Data items:
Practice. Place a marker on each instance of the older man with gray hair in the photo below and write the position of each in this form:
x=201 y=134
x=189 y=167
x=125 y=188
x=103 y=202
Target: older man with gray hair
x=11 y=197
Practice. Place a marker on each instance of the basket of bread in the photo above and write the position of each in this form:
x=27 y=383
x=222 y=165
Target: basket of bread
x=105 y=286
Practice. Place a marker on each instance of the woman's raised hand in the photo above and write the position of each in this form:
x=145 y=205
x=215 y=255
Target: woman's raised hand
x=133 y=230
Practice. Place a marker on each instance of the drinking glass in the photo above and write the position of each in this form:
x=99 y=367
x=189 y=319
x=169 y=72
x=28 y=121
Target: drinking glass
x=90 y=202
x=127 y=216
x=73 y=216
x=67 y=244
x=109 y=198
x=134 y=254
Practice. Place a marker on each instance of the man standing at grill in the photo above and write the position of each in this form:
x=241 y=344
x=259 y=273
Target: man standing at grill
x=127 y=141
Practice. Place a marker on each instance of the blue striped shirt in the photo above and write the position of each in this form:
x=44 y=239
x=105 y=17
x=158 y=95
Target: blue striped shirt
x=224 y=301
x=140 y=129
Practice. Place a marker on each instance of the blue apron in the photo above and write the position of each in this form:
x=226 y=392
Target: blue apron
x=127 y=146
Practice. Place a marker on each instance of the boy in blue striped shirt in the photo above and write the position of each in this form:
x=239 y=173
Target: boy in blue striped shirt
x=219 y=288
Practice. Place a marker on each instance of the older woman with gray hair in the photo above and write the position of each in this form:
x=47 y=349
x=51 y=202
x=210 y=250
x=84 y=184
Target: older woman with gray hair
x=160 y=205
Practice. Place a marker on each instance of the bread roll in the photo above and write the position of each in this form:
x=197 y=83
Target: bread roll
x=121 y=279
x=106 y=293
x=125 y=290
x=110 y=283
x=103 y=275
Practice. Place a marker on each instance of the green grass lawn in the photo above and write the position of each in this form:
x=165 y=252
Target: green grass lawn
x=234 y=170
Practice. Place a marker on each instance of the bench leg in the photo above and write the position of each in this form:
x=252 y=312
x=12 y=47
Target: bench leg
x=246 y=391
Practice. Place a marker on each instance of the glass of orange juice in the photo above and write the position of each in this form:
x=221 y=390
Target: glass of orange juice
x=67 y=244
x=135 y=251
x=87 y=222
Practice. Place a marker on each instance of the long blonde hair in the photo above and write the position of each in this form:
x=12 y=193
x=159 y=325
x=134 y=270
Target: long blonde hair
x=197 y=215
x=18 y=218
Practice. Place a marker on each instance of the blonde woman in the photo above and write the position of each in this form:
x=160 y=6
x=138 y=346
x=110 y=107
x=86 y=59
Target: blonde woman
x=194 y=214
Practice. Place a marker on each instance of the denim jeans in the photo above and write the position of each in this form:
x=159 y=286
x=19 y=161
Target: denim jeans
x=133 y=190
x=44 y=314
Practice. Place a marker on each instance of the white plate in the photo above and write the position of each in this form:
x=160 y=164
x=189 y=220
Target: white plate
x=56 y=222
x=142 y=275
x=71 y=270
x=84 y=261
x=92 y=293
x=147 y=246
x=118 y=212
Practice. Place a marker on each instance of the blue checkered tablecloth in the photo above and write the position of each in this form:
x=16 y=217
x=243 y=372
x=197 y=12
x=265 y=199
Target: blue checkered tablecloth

- Directive -
Convert the part of the listing that starts with the line containing "Practice. Place a marker on each instance of the glass" and runs through the end of the listing into a Markdown table. Use the columns Row and Line, include both end lines, and leave out any blank lines.

- Task output -
| Row | Line |
|---|---|
| 1 | Practice. Place a marker on each instance of the glass of orange juice in the photo above and write the position of each in this form: |
| 2 | x=221 y=390 |
| 3 | Target: glass of orange juice |
| 4 | x=67 y=244 |
| 5 | x=135 y=251 |
| 6 | x=87 y=222 |
| 7 | Practice. Place a marker on each instance of the long blonde hair in the photo above and write the position of each in this form: |
| 8 | x=12 y=193 |
| 9 | x=159 y=325 |
| 10 | x=134 y=270 |
| 11 | Target: long blonde hair |
| 12 | x=197 y=215 |
| 13 | x=18 y=218 |
| 14 | Practice. Place a marker on each instance of the blonde woman in the photo above and write the position of each in this form: |
| 15 | x=160 y=6 |
| 16 | x=138 y=346 |
| 17 | x=110 y=107 |
| 18 | x=86 y=59 |
| 19 | Target: blonde woman |
| 20 | x=194 y=214 |
| 21 | Practice. Place a marker on each instance of the denim jeans in the photo above and write the position of each in this form: |
| 22 | x=159 y=286 |
| 23 | x=19 y=161 |
| 24 | Target: denim jeans |
| 25 | x=133 y=190 |
| 26 | x=44 y=314 |
| 27 | Practice. Place a marker on each instance of the white plate in the photo above and write the position of each in this form: |
| 28 | x=160 y=164 |
| 29 | x=189 y=220 |
| 30 | Target: white plate |
| 31 | x=56 y=222 |
| 32 | x=142 y=275 |
| 33 | x=71 y=270 |
| 34 | x=84 y=261 |
| 35 | x=92 y=293 |
| 36 | x=147 y=246 |
| 37 | x=118 y=212 |
| 38 | Practice. Place a marker on each instance of the blue checkered tablecloth in the photo above and write the position of each in this form: |
| 39 | x=16 y=217 |
| 40 | x=243 y=372 |
| 41 | x=197 y=12 |
| 42 | x=265 y=199 |
| 43 | Target: blue checkered tablecloth |